[Natural-language object grounding data]
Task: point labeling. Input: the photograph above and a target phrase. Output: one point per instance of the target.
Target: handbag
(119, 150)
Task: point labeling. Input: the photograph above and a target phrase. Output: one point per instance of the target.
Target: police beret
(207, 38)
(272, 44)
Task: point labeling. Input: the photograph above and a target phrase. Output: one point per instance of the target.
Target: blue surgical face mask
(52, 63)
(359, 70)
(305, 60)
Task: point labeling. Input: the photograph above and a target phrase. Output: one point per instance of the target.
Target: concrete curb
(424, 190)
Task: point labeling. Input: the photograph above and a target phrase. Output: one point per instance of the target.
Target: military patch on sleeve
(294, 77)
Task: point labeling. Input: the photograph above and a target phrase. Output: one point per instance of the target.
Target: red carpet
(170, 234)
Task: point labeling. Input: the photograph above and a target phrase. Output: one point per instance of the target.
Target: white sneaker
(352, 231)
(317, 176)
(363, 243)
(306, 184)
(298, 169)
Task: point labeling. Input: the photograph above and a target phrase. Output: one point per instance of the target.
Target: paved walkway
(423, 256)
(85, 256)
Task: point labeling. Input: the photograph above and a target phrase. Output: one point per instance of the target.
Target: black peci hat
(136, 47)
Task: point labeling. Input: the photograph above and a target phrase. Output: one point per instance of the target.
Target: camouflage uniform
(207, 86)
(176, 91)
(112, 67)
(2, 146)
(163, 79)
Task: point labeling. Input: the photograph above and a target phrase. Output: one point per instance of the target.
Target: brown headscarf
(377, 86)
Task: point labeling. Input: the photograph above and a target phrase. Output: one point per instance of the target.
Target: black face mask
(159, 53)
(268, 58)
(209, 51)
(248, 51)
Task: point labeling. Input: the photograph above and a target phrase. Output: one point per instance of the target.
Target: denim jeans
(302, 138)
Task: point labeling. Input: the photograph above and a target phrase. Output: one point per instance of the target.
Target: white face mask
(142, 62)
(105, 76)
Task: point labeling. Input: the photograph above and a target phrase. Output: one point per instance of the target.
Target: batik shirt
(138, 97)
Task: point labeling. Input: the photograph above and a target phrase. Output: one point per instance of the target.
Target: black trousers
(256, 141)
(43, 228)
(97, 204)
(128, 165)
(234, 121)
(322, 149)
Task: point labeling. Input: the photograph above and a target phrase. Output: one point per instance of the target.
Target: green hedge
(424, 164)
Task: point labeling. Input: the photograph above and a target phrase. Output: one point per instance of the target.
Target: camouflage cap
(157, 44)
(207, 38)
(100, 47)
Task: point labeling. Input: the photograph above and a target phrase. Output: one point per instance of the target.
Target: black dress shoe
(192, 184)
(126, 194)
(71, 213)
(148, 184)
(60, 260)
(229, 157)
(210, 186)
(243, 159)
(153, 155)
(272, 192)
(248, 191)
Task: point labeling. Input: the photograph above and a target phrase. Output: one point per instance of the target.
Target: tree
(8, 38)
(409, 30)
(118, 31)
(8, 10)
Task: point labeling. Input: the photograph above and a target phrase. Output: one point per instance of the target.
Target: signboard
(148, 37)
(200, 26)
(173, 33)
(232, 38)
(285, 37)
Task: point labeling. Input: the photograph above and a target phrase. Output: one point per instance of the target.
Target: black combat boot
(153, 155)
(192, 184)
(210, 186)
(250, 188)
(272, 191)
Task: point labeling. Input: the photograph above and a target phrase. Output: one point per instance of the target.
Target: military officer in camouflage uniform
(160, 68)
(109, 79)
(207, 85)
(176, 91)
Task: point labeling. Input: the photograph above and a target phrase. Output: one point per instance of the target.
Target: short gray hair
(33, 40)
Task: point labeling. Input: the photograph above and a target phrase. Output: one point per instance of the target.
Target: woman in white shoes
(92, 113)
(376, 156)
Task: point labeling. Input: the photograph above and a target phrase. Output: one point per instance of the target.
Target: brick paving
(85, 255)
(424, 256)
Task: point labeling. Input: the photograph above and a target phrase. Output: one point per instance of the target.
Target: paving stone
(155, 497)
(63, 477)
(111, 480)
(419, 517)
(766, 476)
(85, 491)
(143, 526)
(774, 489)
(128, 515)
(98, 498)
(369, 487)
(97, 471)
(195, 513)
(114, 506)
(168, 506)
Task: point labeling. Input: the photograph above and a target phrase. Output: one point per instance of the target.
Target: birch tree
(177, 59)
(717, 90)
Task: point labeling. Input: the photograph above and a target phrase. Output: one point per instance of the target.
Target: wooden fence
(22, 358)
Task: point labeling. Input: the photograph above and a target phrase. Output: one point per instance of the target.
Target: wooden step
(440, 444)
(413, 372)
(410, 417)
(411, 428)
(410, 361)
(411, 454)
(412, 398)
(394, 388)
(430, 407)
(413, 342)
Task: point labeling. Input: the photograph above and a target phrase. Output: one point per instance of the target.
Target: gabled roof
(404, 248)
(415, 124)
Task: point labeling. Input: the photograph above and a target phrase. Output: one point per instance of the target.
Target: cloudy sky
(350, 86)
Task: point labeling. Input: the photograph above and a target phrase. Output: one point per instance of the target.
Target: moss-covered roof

# [WORK ITEM]
However many lines the data holds, return each one exactly.

# [FINAL ANSWER]
Task: point labeling. Input: the photograph above and a target phrase. Output: one point per instance of the target.
Target: handbag
(119, 150)
Task: point labeling. Input: the photograph above and a target phrase. Output: one point per instance of the target.
Target: police beret
(207, 38)
(272, 44)
Task: point labeling. Input: the photograph above and a target phrase. Output: one point per instance of the target.
Target: blue surgical face mask
(52, 63)
(359, 70)
(305, 60)
Task: point labeling. Input: the photograph above and a target phrase. Output: one point per instance of the target.
Target: concrete curb
(424, 190)
Task: point labeling. Input: the photograph above and a target phrase. Output: one point per instance of the target.
Target: military patch on sleeve
(294, 77)
Task: point labeling. Input: the photograph above and a target phrase. Output: one point per instance of the target.
Target: red carpet
(170, 234)
Task: point labeling. Input: the photograph above and a target phrase. Output: one point per instance of the target.
Target: white sneaker
(352, 231)
(317, 176)
(363, 243)
(306, 184)
(298, 169)
Task: point labeling. Input: the photograph above and a target phrase. Output: one point per instance of the target.
Target: paved walkway
(423, 256)
(85, 256)
Task: point labeling. Input: the photograph above and a target phrase. Output: one point per instance of the target.
Target: black peci hat
(136, 47)
Task: point labeling. Input: the photograph above and a target phrase. Output: one point per instance of the target.
Target: camouflage uniform
(207, 86)
(176, 91)
(112, 67)
(2, 146)
(163, 79)
Task: point labeling. Input: the photograph above and a target phrase. Output: one point per instance of the target.
Target: brown headscarf
(377, 86)
Task: point labeling. Input: the photograph above and a target phrase. Output: one point per instance of the target.
Target: black face mask
(159, 53)
(268, 58)
(209, 51)
(248, 51)
Task: point labeling. Input: the photograph above and a target phrase. Output: one point per instance of the target.
Target: denim jeans
(302, 138)
Task: point labeling. Input: the photograph above and a target phrase. Output: one point per instance of the target.
Target: white face mask
(142, 62)
(105, 76)
Task: point labeling. Input: the photograph above and a target phrase. Output: one point per instance of the target.
Target: batik shirt
(138, 97)
Task: point labeling. Input: the photograph above and a target phrase. Output: one point per instance of the target.
Target: black trousers
(256, 141)
(43, 228)
(97, 204)
(128, 165)
(234, 121)
(322, 149)
Task: point labeling. Input: the photograph above and a target phrase. Output: one point per instance of the target.
Target: green hedge
(424, 164)
Task: point labeling. Input: the photograph above and a target phrase. Output: one point per instance of the target.
Target: camouflage cap
(157, 44)
(207, 38)
(100, 47)
Task: point labeling. Input: the photograph above and a target phrase. Output: one point per instance of the target.
Target: black dress shoe
(192, 184)
(126, 194)
(71, 213)
(148, 184)
(60, 260)
(229, 157)
(210, 186)
(243, 159)
(153, 155)
(272, 192)
(248, 191)
Task: point labeling. Input: the photograph above and a target phrase. Output: one point per instance of the target.
Target: tree
(8, 38)
(409, 30)
(118, 31)
(8, 10)
Task: point labeling. Input: the photograph above and a target phrase. Output: one point per instance of the target.
Target: signboard
(148, 37)
(200, 26)
(173, 33)
(232, 38)
(285, 37)
Task: point labeling. Input: the photograph above and a target phrase. Output: one point per instance of the target.
Target: black combat boot
(153, 155)
(192, 184)
(210, 186)
(250, 188)
(272, 191)
Task: point labeling. Input: the photograph above and a target phrase. Output: one point per instance of the target.
Target: military officer in camouflage uniform
(160, 68)
(109, 79)
(207, 85)
(176, 91)
Task: point labeling. Input: the photograph above and a target phrase. Output: one point per instance of the target.
Target: short gray hair
(33, 40)
Task: point labeling. Input: the photograph above and a target phrase. Output: one point per instance of the target.
Target: woman in white shoes
(92, 113)
(376, 156)
Task: point labeling. Input: the photograph above and a target phrase. Output: one point per instance of the target.
Target: brick paving
(85, 255)
(424, 256)
Task: point labeling. Input: the photograph above and a target phrase. Output: one point per instance of the target.
Target: paving stone
(155, 497)
(63, 477)
(111, 480)
(419, 517)
(766, 476)
(85, 491)
(143, 526)
(774, 489)
(128, 515)
(98, 498)
(369, 487)
(97, 471)
(195, 513)
(114, 506)
(168, 506)
Task: point labeling. Input: the photograph above and a target phrase. Output: one point per instance of the target.
Target: birch tree
(177, 59)
(717, 90)
Task: point labeling. Input: the photograph above and a target phrase. Output: one point per instance of the target.
Target: wooden fence
(22, 358)
Task: point labeling. Input: the photograph above and a target phrase. Output: one point per instance of the target.
Target: wooden step
(440, 444)
(413, 372)
(410, 417)
(411, 428)
(410, 361)
(411, 454)
(412, 398)
(394, 388)
(430, 407)
(413, 342)
Task: point labeling. Input: the photograph above and a target phrase. Output: one point per instance of the target.
Target: gabled roof
(404, 248)
(415, 124)
Task: point labeling. Input: the photograph above and a target phrase. Output: one point per instance of the target.
Target: cloudy sky
(350, 86)
Task: point labeling. Input: the photograph above and a target phrase. Output: one point per instance of the target.
Target: moss-covered roof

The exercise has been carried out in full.